*Assigned task*. Copy out each line of the data that holds the string "surface".

*Given records*.
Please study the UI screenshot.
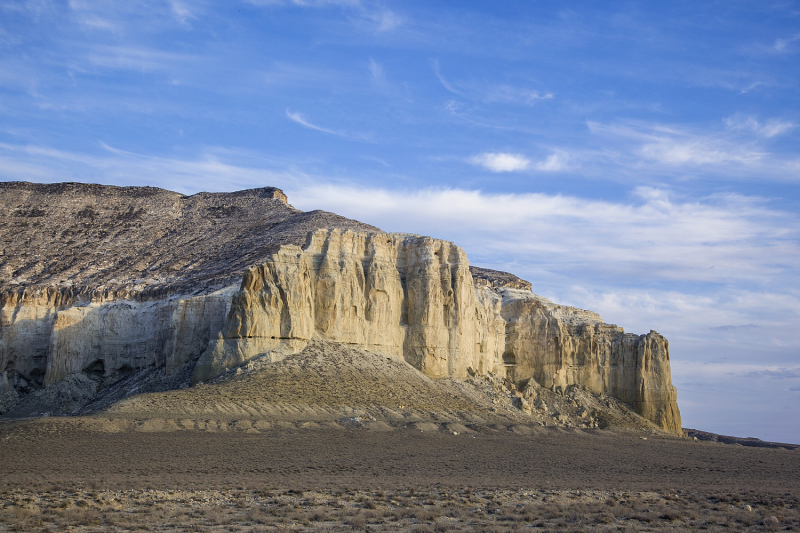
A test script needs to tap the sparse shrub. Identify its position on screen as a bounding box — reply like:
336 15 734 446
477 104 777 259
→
310 509 329 522
246 507 265 523
346 514 366 528
412 508 441 521
362 498 377 509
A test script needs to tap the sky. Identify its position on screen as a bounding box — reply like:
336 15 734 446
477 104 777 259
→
1 0 799 443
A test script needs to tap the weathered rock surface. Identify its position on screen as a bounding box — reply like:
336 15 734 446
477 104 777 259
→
0 182 682 435
193 228 682 434
0 181 378 294
194 229 503 382
0 181 378 410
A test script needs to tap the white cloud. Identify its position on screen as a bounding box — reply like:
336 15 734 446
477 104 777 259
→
86 46 194 72
725 114 796 138
284 109 371 141
483 85 554 105
373 8 401 32
368 58 383 82
774 32 800 52
534 152 567 171
589 121 777 172
739 81 763 94
168 0 194 24
469 152 530 172
75 14 119 32
285 109 341 136
639 138 764 166
468 151 566 173
431 59 462 96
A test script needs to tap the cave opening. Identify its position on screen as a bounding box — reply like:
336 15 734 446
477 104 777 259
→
84 359 105 380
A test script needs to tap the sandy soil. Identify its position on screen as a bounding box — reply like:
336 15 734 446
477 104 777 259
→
0 342 797 531
0 420 798 532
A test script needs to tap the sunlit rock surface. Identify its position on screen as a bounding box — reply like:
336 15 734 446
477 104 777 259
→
194 228 682 434
0 182 681 434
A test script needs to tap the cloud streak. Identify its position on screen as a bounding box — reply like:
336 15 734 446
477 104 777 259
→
585 120 800 182
774 32 800 52
285 109 342 135
469 152 530 172
725 114 796 138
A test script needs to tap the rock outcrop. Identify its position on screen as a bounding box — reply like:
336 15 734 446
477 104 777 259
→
193 228 682 434
0 181 378 411
0 182 682 434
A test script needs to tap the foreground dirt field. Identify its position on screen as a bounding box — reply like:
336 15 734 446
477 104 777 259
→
1 419 798 531
1 344 797 531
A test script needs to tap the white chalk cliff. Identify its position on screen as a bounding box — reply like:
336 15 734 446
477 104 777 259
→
193 229 682 434
0 183 681 434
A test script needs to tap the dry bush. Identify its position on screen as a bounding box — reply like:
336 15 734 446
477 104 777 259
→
310 508 330 522
413 508 442 521
345 513 366 528
246 507 266 523
362 498 378 509
0 507 33 523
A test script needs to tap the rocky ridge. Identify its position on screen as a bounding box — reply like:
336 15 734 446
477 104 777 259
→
0 182 682 435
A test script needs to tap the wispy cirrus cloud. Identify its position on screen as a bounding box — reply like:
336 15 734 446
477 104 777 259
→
86 45 195 72
468 151 568 172
432 61 553 106
371 8 401 32
774 32 800 52
724 114 796 138
285 109 353 138
469 152 530 172
167 0 195 25
483 85 554 105
534 152 568 171
431 59 463 96
286 109 340 135
284 110 373 141
368 58 384 83
743 367 800 380
244 0 399 33
584 120 800 181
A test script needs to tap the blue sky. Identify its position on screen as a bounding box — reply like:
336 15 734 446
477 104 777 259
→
2 0 799 442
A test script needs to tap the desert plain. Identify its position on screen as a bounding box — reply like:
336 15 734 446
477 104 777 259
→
1 342 798 532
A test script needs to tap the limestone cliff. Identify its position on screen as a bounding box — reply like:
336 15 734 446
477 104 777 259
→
0 182 681 435
193 229 682 434
193 230 504 382
0 181 378 408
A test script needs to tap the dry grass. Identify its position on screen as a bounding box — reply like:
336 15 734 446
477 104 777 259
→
0 487 796 532
0 410 797 532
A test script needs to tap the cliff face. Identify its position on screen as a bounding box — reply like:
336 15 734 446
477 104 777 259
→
0 287 234 390
193 230 503 382
499 291 681 434
193 229 682 434
0 183 681 434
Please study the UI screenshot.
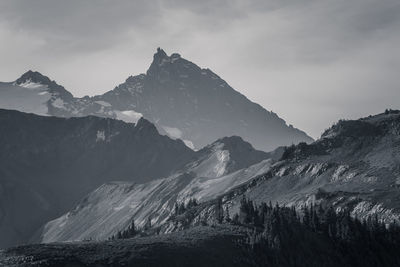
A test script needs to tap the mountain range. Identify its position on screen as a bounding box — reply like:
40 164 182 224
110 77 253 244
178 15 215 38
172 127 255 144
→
0 109 195 248
34 110 400 245
2 110 400 267
1 48 400 267
0 48 313 249
0 48 313 152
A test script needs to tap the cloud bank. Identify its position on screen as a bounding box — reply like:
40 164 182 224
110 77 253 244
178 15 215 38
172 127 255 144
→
0 0 399 138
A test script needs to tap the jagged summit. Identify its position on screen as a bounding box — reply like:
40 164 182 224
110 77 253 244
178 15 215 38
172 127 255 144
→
1 48 313 151
152 47 181 60
15 70 50 85
15 70 74 100
146 48 186 77
155 47 168 58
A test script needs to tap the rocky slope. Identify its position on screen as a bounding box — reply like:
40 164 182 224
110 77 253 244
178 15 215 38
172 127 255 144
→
36 136 273 243
0 109 195 248
159 110 400 232
2 111 400 266
0 48 313 151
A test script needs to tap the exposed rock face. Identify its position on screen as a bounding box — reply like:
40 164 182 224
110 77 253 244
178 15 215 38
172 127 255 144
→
160 111 400 231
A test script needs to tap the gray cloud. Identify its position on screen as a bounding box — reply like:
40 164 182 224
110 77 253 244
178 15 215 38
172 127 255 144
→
0 0 399 138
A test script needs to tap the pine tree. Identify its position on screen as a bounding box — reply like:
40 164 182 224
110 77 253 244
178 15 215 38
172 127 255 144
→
128 220 136 237
232 214 240 224
144 217 152 230
224 205 231 223
216 197 223 224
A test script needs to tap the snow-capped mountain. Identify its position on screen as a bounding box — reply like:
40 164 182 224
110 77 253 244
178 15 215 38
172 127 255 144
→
0 48 313 151
36 136 275 243
0 70 73 116
0 109 195 248
93 48 313 151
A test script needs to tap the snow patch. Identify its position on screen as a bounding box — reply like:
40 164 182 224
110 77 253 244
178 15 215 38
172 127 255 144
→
95 101 112 107
115 110 143 124
96 131 106 142
18 80 45 89
183 139 195 150
162 126 183 139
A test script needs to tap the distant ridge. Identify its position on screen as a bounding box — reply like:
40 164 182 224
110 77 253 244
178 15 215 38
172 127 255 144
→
0 48 313 151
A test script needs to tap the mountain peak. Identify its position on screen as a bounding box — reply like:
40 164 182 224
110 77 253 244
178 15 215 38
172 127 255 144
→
211 136 260 153
15 70 74 100
155 47 168 58
147 48 170 76
214 135 247 147
201 135 270 172
147 48 186 77
15 70 51 86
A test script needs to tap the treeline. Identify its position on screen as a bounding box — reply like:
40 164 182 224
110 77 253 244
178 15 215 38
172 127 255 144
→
109 220 137 240
235 197 400 242
109 217 152 240
231 197 400 267
174 198 198 216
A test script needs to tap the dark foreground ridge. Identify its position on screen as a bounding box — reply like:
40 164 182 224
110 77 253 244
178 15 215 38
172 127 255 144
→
0 109 195 248
2 200 400 267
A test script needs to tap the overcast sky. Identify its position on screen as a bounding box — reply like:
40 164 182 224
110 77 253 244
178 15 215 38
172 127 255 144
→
0 0 399 138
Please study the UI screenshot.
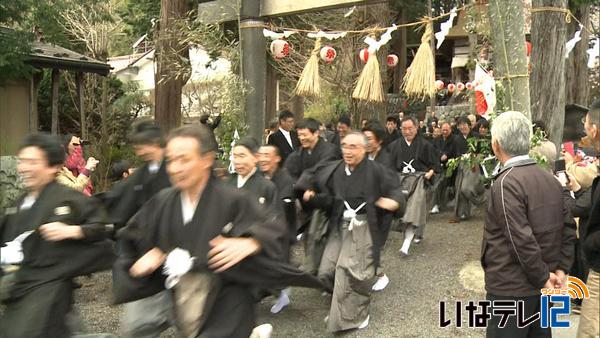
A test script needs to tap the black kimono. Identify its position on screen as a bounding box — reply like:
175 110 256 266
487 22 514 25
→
268 167 297 255
389 136 440 174
228 171 278 212
284 138 340 180
0 182 114 338
96 160 171 231
114 176 323 337
370 148 392 168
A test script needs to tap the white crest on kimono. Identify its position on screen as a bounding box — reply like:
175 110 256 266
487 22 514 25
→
435 7 457 49
0 230 34 265
163 248 196 289
258 197 266 204
54 206 71 216
222 222 234 235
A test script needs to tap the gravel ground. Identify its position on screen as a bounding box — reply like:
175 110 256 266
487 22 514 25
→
73 208 579 337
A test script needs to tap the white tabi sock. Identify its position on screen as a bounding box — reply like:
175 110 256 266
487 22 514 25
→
270 289 290 314
400 227 415 255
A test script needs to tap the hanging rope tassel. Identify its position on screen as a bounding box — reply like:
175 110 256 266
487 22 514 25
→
295 37 322 97
352 44 384 102
402 20 436 99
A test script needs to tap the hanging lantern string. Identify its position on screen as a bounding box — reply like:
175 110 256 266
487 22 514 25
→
258 4 592 37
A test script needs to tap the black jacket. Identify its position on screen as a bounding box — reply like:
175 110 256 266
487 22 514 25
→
284 138 340 180
582 176 600 271
482 159 576 296
268 129 300 162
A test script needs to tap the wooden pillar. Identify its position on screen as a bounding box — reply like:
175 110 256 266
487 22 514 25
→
291 96 304 120
29 71 42 133
392 9 407 94
265 62 278 128
51 69 60 135
240 0 267 141
76 72 86 140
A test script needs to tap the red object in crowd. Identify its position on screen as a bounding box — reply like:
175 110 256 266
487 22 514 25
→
359 48 369 63
526 41 532 56
475 90 488 116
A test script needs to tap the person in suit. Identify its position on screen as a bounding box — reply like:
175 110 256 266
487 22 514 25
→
268 110 300 163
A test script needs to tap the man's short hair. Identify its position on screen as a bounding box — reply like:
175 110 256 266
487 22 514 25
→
19 133 65 166
342 131 368 147
278 110 294 122
362 122 386 142
130 120 164 146
386 115 398 124
260 144 281 157
110 160 131 182
458 116 471 127
401 116 418 127
235 136 259 153
296 118 320 133
338 115 351 127
491 111 531 157
167 124 218 155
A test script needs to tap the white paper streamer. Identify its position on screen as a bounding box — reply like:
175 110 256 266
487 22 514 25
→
587 38 599 68
163 248 196 289
307 31 347 40
262 29 296 40
565 25 582 58
344 6 356 18
363 24 398 53
228 129 239 174
434 7 457 49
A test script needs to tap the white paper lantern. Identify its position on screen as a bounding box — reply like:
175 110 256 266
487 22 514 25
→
270 39 290 59
447 83 456 93
435 80 445 90
387 54 399 67
456 82 465 91
465 82 474 91
359 48 369 63
320 46 336 63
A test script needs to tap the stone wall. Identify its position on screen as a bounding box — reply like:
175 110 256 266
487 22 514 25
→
0 156 23 209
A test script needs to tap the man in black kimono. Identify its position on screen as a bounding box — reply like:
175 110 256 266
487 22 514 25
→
430 122 461 214
0 133 114 338
329 115 352 148
98 120 171 232
95 120 174 338
229 137 278 211
362 122 392 168
383 115 401 148
285 118 340 181
116 125 322 338
267 110 300 163
257 144 298 314
301 132 404 332
389 116 440 254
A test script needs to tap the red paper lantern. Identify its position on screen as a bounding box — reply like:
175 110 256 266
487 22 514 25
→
320 46 336 63
457 82 465 91
447 83 456 93
359 48 369 63
270 39 290 59
465 82 474 91
435 80 445 90
387 54 399 67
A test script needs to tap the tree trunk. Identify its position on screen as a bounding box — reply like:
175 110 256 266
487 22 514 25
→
154 0 190 132
488 0 531 117
530 0 568 148
565 4 590 106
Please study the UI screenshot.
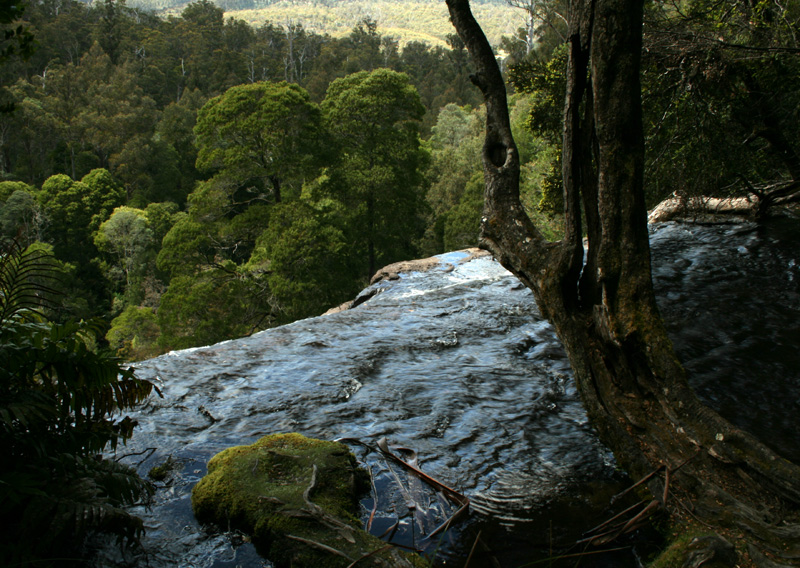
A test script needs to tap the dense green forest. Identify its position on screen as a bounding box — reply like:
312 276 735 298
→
0 0 565 360
1 0 798 358
1 0 799 562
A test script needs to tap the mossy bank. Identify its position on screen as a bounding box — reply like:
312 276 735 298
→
192 433 426 567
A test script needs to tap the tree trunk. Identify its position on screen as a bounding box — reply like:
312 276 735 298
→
446 0 800 562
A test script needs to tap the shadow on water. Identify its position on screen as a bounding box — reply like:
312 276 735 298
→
652 219 800 464
90 220 800 567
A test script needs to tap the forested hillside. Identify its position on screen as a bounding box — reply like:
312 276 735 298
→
132 0 523 48
0 0 562 361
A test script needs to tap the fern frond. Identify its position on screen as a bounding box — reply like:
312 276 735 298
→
0 238 62 325
0 239 155 564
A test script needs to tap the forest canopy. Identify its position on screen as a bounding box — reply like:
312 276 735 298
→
0 0 797 356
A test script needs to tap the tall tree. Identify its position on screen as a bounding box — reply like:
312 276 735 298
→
94 205 153 299
503 0 567 57
447 0 800 561
194 81 324 205
322 69 428 279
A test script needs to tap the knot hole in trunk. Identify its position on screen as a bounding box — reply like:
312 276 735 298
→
487 143 508 168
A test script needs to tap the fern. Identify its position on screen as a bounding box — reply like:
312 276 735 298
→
0 238 61 324
0 238 157 565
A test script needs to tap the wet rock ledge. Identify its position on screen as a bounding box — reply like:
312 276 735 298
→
191 433 426 568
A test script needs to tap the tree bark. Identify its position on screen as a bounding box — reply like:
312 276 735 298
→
446 0 800 561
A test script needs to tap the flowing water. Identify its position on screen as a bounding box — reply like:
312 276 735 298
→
90 220 800 568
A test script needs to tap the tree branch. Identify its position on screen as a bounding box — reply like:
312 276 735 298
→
446 0 576 310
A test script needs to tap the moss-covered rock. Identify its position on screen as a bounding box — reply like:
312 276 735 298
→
192 433 426 568
648 522 737 568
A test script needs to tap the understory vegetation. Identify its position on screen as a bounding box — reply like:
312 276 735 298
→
0 239 156 565
0 0 798 563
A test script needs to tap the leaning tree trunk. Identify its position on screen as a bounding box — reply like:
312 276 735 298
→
446 0 800 562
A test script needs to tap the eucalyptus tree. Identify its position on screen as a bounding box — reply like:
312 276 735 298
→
322 69 428 279
503 0 567 57
94 206 154 299
447 0 800 559
194 80 325 206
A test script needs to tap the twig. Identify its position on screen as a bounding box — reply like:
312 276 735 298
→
336 436 470 544
583 451 700 545
114 447 156 464
427 502 470 539
583 499 648 537
463 529 481 568
516 546 632 567
365 464 378 532
285 534 354 561
374 438 469 507
346 544 394 568
610 465 664 504
378 518 400 540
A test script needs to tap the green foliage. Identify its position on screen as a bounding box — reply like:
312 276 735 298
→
508 43 567 145
157 271 269 349
423 97 563 252
0 180 33 202
442 171 483 250
39 169 125 261
255 200 354 323
422 103 484 253
94 206 154 301
642 0 800 204
155 213 212 276
107 305 162 360
322 68 428 278
0 239 155 565
81 168 128 232
144 200 181 244
0 185 45 247
194 81 325 204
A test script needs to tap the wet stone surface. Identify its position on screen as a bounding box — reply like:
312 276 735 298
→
90 222 800 567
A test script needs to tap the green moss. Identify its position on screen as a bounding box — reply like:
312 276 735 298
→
192 433 424 568
148 456 177 481
649 531 700 568
647 521 735 568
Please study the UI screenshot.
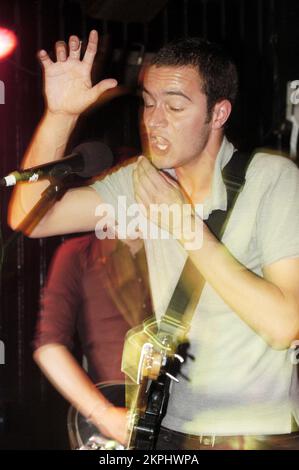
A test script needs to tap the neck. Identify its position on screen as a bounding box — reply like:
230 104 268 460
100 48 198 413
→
176 134 224 204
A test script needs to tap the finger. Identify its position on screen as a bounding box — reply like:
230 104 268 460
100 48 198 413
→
139 156 160 180
137 157 162 191
38 49 53 69
133 168 152 207
133 168 145 203
55 40 67 62
136 166 159 197
68 35 81 60
89 78 118 103
135 194 148 217
159 170 179 188
133 167 140 196
82 29 98 67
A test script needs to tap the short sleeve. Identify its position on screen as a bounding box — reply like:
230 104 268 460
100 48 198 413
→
256 155 299 267
90 160 137 219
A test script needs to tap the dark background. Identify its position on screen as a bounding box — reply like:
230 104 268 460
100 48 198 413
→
0 0 298 449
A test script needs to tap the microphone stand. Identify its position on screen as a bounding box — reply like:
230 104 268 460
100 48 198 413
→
3 174 70 252
0 176 69 326
0 176 69 431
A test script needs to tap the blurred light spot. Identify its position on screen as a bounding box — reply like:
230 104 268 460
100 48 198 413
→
0 28 17 60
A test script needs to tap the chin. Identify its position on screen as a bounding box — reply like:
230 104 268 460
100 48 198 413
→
150 154 173 170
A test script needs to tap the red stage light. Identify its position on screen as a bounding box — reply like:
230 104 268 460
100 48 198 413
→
0 28 17 60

*Written solution*.
A test script needs to tap the weathered rock surface. Identify its position on screen as a bounding box — reply like:
A test script needs to tap the sunlit rock surface. Identify its position on screen as a bounding box — reply like:
A test script needs to tap the wet stone surface. Identify its position on screen as a bounding box — reply like:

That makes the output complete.